PROBLEM REQUIREMENTS: Work out how many lines of the entries below contain the string "clicks". Reply with the number alone.
┌─ RECORDED INFORMATION
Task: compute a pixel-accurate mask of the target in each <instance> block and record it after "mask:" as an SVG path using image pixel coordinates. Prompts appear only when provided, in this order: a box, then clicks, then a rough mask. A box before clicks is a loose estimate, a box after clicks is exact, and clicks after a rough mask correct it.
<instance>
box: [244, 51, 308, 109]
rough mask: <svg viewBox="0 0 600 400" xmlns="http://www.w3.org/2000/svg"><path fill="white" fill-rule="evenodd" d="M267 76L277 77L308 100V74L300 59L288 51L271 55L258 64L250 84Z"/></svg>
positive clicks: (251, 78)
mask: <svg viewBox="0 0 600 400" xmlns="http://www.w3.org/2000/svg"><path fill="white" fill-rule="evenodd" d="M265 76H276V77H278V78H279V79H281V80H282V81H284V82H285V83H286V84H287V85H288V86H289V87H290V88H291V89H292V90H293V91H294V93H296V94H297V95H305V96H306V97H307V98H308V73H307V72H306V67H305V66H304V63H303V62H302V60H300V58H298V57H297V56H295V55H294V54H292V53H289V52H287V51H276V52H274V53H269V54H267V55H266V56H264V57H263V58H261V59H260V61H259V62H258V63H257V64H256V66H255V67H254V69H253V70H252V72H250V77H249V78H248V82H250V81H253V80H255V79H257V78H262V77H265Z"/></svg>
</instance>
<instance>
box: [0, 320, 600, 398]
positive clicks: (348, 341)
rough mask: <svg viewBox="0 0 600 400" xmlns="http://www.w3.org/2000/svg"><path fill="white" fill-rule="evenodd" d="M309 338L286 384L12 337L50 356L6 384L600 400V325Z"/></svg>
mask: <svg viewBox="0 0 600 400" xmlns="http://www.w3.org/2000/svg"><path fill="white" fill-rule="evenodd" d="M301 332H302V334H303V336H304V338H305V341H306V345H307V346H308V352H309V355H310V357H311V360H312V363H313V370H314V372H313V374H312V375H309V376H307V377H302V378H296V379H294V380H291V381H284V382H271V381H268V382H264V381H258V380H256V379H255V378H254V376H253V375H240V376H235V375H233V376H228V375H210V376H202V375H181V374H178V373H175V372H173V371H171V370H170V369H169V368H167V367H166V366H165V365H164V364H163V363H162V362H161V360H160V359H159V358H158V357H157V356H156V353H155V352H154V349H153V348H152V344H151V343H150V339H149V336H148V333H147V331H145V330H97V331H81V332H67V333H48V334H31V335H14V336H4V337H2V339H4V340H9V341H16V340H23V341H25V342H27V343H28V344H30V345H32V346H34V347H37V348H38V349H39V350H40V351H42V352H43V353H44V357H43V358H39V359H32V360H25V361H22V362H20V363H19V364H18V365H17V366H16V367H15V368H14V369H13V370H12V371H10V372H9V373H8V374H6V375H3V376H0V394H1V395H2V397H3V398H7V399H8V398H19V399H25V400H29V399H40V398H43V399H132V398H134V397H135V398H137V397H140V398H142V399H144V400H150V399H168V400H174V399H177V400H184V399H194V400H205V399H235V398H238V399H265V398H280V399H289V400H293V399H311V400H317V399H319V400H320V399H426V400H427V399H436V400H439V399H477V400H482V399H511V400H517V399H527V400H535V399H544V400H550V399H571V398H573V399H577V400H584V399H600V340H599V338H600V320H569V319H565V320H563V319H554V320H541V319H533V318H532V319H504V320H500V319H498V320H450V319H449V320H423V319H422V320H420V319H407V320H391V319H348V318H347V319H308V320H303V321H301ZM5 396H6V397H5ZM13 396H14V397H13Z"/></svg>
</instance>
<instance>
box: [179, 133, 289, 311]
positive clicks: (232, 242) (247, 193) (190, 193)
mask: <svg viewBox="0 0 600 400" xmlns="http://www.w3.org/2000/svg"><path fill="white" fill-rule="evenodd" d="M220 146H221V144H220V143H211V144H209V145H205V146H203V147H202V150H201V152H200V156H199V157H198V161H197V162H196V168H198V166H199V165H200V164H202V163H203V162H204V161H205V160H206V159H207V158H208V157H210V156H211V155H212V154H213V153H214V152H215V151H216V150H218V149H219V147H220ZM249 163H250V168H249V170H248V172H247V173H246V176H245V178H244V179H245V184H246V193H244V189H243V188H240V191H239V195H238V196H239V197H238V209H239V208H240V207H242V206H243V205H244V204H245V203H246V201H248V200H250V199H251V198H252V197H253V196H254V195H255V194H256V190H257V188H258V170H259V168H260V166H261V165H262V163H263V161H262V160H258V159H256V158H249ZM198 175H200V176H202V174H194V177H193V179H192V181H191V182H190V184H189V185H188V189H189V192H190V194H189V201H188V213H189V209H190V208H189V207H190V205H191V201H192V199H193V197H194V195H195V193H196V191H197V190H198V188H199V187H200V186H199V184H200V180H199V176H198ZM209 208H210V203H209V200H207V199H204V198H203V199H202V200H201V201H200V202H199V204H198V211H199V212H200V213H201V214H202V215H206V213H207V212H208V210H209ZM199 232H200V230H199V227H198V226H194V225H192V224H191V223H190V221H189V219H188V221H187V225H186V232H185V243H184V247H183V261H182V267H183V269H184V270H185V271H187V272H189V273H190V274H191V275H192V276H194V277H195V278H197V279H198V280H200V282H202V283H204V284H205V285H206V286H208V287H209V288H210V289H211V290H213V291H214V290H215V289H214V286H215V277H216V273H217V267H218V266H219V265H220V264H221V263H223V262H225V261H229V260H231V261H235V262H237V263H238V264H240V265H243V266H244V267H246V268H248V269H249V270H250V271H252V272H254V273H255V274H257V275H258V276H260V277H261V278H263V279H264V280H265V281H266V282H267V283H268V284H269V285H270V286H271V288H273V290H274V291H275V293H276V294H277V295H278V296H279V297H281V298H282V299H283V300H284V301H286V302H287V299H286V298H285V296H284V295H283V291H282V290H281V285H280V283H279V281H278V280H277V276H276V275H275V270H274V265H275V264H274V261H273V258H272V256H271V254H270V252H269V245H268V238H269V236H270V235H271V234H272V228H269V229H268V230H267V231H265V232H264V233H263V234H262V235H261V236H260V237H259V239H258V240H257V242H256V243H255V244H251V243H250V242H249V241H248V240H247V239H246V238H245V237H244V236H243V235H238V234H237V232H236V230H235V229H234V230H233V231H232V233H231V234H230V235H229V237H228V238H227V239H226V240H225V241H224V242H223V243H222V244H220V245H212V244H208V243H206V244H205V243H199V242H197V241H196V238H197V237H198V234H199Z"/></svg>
└─
WRITTEN SOLUTION: 4